- Excerpted passage -
***
# Baselines

We provide a number of different baselines spanning different categories of learning from demonstrations research: Behavior Cloning / Supervised Learning, Offline Reinforcement Learning, and Online Learning from Demonstrations. This page is still a WIP as we finish running experiments and establish clear baselines and benchmarking setups.

<!-- As part of these baselines we establish a few standard learning from demonstration benchmarks that cover a wide range of difficulty (easy to solve for verification but not saturated) and diversity in types of demonstrations (human collected, motion planning collected, neural net policy generated) -->

**Behavior Cloning (BC) Baselines**

BC Baselines are characterized by supervised learning focused algorithms for learning from demonstrations, without any online interaction with the environment.

| Baseline                       | Code                                                                                        | Results | Paper                                      |
| ------------------------------ | ------------------------------------------------------------------------------------------- | ------- | ------------------------------------------ |
| Standard Behavior Cloning (BC) | WIP                                                                                         | WIP     | N/A                                        |
| Diffusion Policy (DP)          | [Link](https://github.com/haosulab/ManiSkill/blob/main/examples/baselines/diffusion_policy) | WIP     | [Link](https://arxiv.org/abs/2303.04137v4) |
| Action Chunking Transformer (ACT) | [Link](https://github.com/haosulab/ManiSkill/blob/main/examples/baselines/act) | WIP     | [Link](https://arxiv.org/abs/2304.13705) |

**Online Learning from Demonstrations Baselines**

Online learning from demonstrations baselines are characterized by learning from demonstrations while also leveraging online environment interactions.
***
Point labeling examples:
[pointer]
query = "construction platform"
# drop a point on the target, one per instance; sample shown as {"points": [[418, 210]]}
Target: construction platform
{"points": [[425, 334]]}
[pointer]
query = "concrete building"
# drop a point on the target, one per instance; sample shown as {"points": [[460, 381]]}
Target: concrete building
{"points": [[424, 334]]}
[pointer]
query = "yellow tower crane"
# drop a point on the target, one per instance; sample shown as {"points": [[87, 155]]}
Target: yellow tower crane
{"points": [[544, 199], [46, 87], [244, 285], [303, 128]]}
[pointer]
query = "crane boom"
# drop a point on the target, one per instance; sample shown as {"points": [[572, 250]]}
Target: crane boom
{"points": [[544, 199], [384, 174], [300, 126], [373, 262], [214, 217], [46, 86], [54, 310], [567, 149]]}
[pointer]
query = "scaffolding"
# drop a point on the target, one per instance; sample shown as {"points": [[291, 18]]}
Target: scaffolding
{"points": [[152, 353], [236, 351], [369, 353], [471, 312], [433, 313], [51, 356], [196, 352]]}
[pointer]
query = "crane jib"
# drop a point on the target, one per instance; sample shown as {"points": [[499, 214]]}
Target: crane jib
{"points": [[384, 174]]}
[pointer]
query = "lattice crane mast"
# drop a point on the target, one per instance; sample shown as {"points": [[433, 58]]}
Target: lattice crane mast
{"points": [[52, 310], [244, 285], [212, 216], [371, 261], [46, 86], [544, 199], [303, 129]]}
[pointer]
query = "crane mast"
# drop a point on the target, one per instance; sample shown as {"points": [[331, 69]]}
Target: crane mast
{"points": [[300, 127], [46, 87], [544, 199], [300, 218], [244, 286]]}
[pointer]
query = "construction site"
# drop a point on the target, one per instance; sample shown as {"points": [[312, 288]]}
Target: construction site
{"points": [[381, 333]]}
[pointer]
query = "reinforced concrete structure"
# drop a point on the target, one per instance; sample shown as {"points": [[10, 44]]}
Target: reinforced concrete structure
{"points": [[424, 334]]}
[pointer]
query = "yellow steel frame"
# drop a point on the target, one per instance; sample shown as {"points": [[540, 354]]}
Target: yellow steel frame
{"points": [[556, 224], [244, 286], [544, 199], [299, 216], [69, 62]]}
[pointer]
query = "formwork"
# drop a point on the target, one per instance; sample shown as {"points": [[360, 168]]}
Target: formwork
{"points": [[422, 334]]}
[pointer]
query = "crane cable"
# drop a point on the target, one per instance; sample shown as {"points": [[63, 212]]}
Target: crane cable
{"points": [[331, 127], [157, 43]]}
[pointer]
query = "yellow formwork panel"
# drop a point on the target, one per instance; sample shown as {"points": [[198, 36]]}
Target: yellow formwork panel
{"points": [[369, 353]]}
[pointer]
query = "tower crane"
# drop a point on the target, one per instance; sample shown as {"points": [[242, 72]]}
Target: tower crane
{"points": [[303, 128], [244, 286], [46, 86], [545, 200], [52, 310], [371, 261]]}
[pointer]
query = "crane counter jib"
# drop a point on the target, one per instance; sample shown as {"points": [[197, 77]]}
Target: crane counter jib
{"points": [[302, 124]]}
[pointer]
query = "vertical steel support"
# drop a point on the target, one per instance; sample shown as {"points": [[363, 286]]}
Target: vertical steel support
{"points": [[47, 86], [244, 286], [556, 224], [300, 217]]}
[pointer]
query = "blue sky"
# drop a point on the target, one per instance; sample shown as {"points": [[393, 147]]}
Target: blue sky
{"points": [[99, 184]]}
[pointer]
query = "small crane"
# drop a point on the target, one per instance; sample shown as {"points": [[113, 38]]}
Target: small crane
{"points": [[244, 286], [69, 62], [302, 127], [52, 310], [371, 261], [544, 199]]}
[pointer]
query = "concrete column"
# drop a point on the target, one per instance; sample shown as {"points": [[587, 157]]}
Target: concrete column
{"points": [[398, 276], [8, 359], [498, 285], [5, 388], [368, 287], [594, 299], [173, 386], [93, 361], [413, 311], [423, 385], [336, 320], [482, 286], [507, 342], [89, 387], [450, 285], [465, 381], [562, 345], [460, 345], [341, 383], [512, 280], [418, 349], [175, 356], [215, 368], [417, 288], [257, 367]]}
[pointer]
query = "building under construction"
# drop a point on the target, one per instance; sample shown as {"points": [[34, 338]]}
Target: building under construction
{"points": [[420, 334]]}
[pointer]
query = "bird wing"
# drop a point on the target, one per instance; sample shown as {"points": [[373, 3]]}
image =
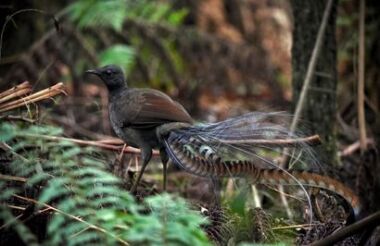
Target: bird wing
{"points": [[142, 108]]}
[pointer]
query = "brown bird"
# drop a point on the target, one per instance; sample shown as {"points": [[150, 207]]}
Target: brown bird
{"points": [[135, 115], [147, 119]]}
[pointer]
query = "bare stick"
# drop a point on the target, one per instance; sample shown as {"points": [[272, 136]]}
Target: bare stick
{"points": [[12, 178], [18, 90], [305, 87], [361, 113], [99, 144], [312, 140], [311, 66], [38, 96], [92, 226]]}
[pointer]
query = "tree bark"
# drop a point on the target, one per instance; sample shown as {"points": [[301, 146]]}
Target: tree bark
{"points": [[319, 110]]}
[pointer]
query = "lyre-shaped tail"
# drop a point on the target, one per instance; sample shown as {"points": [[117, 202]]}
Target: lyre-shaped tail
{"points": [[200, 160]]}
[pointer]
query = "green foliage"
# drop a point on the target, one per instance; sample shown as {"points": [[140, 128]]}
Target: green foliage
{"points": [[118, 54], [98, 14], [113, 13], [90, 205]]}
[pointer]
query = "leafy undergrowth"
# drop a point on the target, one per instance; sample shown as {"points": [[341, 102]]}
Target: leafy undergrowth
{"points": [[75, 199], [83, 201]]}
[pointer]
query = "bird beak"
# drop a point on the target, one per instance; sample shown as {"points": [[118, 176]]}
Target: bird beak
{"points": [[93, 72]]}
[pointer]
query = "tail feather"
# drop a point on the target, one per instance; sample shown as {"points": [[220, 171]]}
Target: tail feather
{"points": [[234, 148]]}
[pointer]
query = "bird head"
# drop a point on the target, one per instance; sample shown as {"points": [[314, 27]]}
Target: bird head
{"points": [[111, 75]]}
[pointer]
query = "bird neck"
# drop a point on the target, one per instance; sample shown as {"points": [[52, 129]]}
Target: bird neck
{"points": [[114, 91]]}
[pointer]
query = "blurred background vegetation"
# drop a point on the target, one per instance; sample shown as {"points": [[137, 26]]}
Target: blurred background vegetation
{"points": [[217, 58]]}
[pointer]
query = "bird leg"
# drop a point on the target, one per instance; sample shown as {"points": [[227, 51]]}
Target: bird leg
{"points": [[164, 159], [146, 155]]}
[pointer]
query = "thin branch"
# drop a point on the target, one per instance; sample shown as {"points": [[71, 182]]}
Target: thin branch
{"points": [[361, 69], [12, 178], [311, 140], [92, 226], [311, 66], [22, 86], [99, 144], [350, 149], [306, 84], [38, 96]]}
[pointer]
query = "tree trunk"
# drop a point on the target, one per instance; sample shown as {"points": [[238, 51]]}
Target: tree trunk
{"points": [[319, 110]]}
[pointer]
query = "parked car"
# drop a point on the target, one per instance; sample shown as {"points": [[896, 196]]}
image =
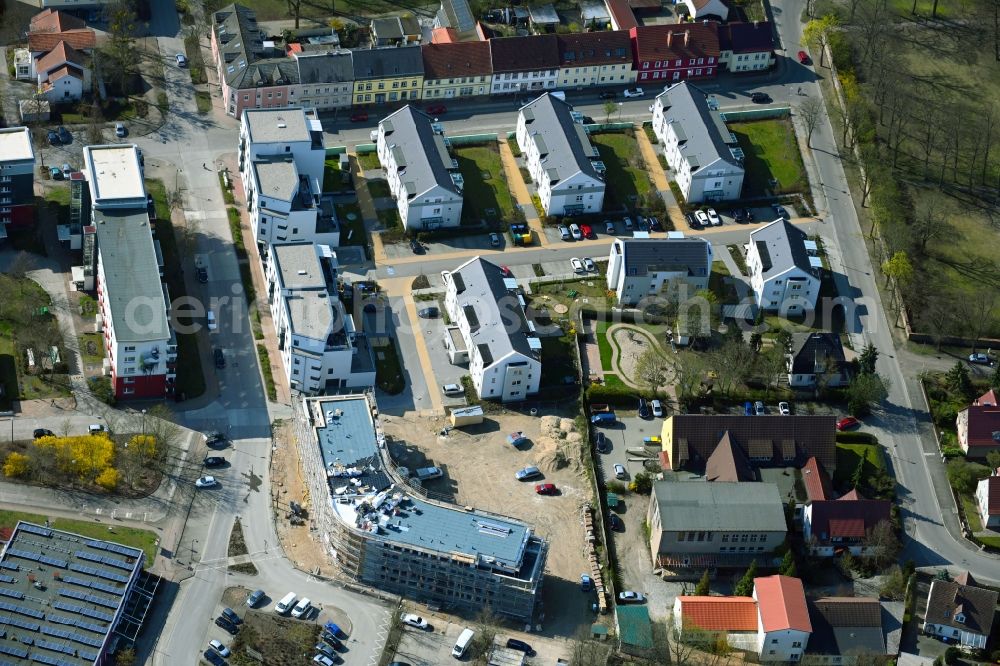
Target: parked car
{"points": [[227, 626], [219, 647], [847, 423], [520, 646], [527, 473], [414, 621]]}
***
- Set problem -
Duplicate the part of the baselines page above, starting at the words "Online learning from demonstrations baselines are" and stopping after "online environment interactions.".

- Solution -
Online learning from demonstrations baselines are characterized by learning from demonstrations while also leveraging online environment interactions.